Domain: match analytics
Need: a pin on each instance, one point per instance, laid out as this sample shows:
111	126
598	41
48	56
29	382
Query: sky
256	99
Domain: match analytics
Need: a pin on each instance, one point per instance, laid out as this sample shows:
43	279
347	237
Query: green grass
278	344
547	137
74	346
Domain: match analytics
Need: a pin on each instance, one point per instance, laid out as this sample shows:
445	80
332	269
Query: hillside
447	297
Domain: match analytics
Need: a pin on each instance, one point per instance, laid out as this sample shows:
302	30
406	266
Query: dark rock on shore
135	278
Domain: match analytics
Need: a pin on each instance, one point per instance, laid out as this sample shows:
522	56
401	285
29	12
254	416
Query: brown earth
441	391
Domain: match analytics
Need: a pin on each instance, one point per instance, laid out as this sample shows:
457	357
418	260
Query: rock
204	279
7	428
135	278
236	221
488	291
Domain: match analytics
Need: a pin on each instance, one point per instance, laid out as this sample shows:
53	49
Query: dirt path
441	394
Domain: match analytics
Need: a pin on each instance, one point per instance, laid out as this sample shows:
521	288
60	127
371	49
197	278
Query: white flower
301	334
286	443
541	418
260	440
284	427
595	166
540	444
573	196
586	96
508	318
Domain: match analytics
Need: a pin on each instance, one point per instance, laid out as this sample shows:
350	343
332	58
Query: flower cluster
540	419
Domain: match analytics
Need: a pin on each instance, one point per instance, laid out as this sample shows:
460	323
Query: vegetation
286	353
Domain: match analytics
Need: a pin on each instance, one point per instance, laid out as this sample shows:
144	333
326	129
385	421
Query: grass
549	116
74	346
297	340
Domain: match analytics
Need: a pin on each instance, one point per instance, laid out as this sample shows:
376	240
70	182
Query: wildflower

WHAT YOU WILL DO:
Retype the records that precede this task, keeping them exactly the same.

WRITTEN SOLUTION:
Domain: match analytics
Need: a pin on each instance, one point per instance, laid out as this sample shows:
111	126
598	41
48	56
29	382
Query: sky
256	99
Domain: match analytics
Need: a pin on each instance, one point per instance, laid out as this sample shows:
43	279
347	237
Query: green grass
278	344
547	137
74	346
Domain: match analytics
Need: a pin on each instance, one point per instance, laid out as this sample shows:
445	80
332	269
Query: hillside
447	297
Domain: match analytics
Need: a pin on each instance, one point per instance, laid out as this sample shows:
302	30
406	266
Query: dark rock on shore
135	278
Domain: match analytics
Need: a pin on each instance, one point per instance, laid out as this sample shows:
522	56
401	285
29	12
254	416
Query: brown earth
441	391
Domain: match analytics
Need: a pin on each instance, one point per instance, laid out as this sample shows:
457	357
418	260
Query: rock
204	279
7	428
135	278
236	221
488	291
Domain: match analytics
Need: a pin on each instance, one point per instance, laid out as this sample shows:
53	49
Query: dirt path
441	394
Domain: match analytics
Need: a pin on each instance, one point per instance, laid out as this sample shows:
521	288
60	127
371	49
197	278
Query: white flower
301	334
286	443
541	418
260	440
284	427
595	166
540	444
573	196
586	96
508	318
Domain: match analytics
Need: a pin on each instance, one point per instance, laid out as this sample shows:
350	343
332	58
Query: flower cluster
540	419
Domain: match analytics
Need: a pin on each instance, one point per instance, laid out as this sample shows:
460	323
Query: vegetation
286	353
Domain: match analytics
Need: a pin on each instance, one point per instance, laid out as this sample shows:
144	333
326	129
385	421
Query: grass
549	116
74	346
297	340
Domain: match analytics
Need: a pin on each instance, one point per instance, laid out as this sample shows:
376	240
70	182
Query: wildflower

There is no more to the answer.